--- START OF Document text ---

Episode 08

Racing drivers are athletes, meaning they have to eat like athletes. I definitely don’t, so how do I need to change?

I like food. A lot. The issue is I like (and therefore eat) the wrong food. A lot.

Whilst I’m fortunate that, due to my ectomorphic body type (meaning whilst it’s really hard for me to build muscle, it’s also difficult for me to gain weight), I don’t outwardly show the effects of my poor diet, I do think that making a few adaptations here and there could significantly affect my performance behind the wheel for the better. So that’s what I’m going to do. After all, one of the ideas behind Living The Racing Grind is to, well, live the racing grind…

Unfortunately, unlike full-time top-level drivers, I don’t have access to a qualified nutritionist to constantly monitor my sustenance intake, and measuring out exact portions gram-by-gram can be a little complex and over-complicated. As a result, this isn’t going to be carried out with scientific levels of precision, I am purely trying to find out if the theory is sound or not. Starting today, that’s what I’ll by trying to do.

--- END OF Document text ---

Set exercise 1:
In the racing diet post, what body type does the writer say they have?
Set exercise 2:
Update the rows from the line containing "For every instance of the blonde" down to the end of the rows, changing "keypoint" to "marker point" everywhere and keeping all else the same. Leave the pictures out.

--- START OF Rows ---

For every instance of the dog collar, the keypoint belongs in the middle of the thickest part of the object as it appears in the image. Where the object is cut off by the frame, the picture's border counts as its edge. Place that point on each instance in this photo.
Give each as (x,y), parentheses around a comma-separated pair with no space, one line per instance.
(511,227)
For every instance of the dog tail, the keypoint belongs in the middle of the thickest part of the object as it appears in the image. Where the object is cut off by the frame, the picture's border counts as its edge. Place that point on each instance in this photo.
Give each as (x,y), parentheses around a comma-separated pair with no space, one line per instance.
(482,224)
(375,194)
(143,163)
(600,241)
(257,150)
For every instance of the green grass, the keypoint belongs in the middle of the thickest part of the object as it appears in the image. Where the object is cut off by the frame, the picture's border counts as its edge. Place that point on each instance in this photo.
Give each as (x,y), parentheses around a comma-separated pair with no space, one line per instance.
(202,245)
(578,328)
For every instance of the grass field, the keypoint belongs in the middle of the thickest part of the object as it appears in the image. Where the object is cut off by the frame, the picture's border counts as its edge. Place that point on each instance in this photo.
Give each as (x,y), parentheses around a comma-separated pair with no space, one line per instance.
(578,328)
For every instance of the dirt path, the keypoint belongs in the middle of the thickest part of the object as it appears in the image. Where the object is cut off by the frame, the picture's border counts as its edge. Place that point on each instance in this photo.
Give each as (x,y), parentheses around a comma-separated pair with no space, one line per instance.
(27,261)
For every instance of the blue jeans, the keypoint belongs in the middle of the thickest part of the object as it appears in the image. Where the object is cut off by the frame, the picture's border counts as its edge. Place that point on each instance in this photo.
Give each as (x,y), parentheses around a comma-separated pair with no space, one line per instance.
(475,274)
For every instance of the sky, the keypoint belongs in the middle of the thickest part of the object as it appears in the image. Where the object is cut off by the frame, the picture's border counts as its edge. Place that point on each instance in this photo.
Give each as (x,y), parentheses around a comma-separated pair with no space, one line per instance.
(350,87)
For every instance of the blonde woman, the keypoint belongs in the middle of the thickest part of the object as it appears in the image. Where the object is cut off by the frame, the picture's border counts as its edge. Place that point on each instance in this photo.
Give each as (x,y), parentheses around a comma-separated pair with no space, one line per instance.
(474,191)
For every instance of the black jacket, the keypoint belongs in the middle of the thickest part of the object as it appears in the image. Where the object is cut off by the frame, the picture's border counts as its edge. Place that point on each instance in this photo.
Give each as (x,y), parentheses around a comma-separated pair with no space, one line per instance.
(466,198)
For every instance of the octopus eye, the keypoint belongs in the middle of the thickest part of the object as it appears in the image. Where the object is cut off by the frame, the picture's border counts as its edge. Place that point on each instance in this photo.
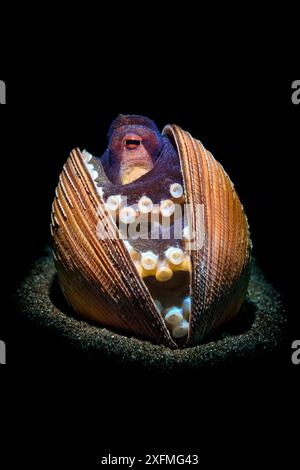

--- END OF Rows ---

Exercise output 1:
An ectomorphic body type.

Exercise output 2:
For every instance of the blonde woman, the marker point belongs in the middle of the thickest part of the object as it appears in the image. Where the object is cut off by the frame, the picture's border counts as its edge. Place that point on each instance in this photo.
Give each as (x,y), parentheses around a comma-separated pair with no space, one line per instance.
(474,191)
For every instance of the black jacket, the marker point belongs in the middle of the thickest part of the object as it appears in the image. Where the object is cut off by the frame, the picture's border counts as its edge. Place that point on each instance in this photo.
Give each as (x,y), parentheses around a comma-separated pair with no space, one line per instance.
(466,198)
For every instance of the octopus eye, the marker point belongs in the middle of the thickest part of the object as it appears in the image. Where the object is cut off by the frame, the picture's border counts as its edge. Place that point on each instance in this photo.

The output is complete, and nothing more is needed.